For baby boomers, the process of adjusting to the precipitous decline in their retirement savings has almost been akin to grieving for the loss of a child. They don’t know where to turn or who to trust moving forward.
It is a form of mourning, because when someone looks ahead, they have to give up the vision of what they had and where they thought they would be in order to assess where they are right now and create a new story going forward, based on different assumptions. If they are hanging onto that old story, hoping that something will change or hoping to recapture it, that takes energy and focus. That disallows someone from being solidly in the moment and making the choices that are best at this moment.
I had a client who could not get beyond the amount of money she had lost, probably 60 (percent) to 70 percent of her entire savings. She said, “If I sell, I will have lost all of that.” And I reframed that to say, right now, if you have $2 million, you have $2 million, whether that came from $50,000 or whether it came from $8 million. Right now, your choice needs to be fully on what you want to do with your money, and the decisions now and next.
You point out that we treat different categories of money differently. What are our blind spots when it comes to our retirement savings?
So much of retirement savings is focused on money. A true autonomy would be to not have to depend on anyone else in retirement, be it government, children or family members. Now, I know that’s ideal, but in addition to saving money, the best preparation for older years is wellness. Health and money; those are the two things I hear most consistently in terms of concerns for the future. There are ways to plan on a daily basis and have a daily commitment for wellness just as for money. You work out every day. The commitment is a decision you only have to make once and then it can be automatic.
One of the biggest disconnects we have about retirement income is that it seems to be working in two directions. After all, retirement is supposed to relieve you of the stress of working for a living. How do we change our money story to resolve that conflict?
I think the backdrop has to change. We’re not looking at retirement as all or nothing anymore. We’re looking at combinations and various permutations that are both necessary and desirable. One thing you could consider is that regardless of your money story, the one reality that money determines is choices. One way to think about that is to begin at the end, to envision what choices you want and back into that. When you visualize something, that creates a change in the brain; the same part of the brain lights up when you create a vision as when we actually see something. So when we revisit that vision, we etch it in our brain. So you can actually etch the experience of success and find a way to get there.

Extracted entries:
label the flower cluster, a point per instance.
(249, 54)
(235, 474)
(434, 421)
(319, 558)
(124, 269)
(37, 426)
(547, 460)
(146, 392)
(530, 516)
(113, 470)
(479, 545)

Assignment 1: In the retirement savings text, list each distinct dollar amount that appears.
Assignment 2: Resume the retirement savings interview after its final sentence.

Exercise output 1: $2 million, $50,000, $8 million

Exercise output 2:
How do you recognize and change your money story when you now doubt your financial advisers?
I think the answer lies in the process of questioning formulas. Formulas may not work in the same way or apply to everyone. There’s not a formulaic answer. I think it is more an individual answer.
What it calls into question is really looking at planning and overcoming an optimism bias that we all have that things are going to work out, that we will get funded somehow and we’ll be healthy forever. It really calls into focus the need to realistically envision what life will be like between years 75 and 100, and where income will come from. Not to worry about it, but how to plan for it.
I think the increased life expectancy is causing some very different thinking about it. This is one of the reasons that wellness as well as money is so important, because health care can take up such a huge part of that, as well as feeling crisp and energetic day by day.
Is it time to simply retire the whole retirement model? Is it outdated now?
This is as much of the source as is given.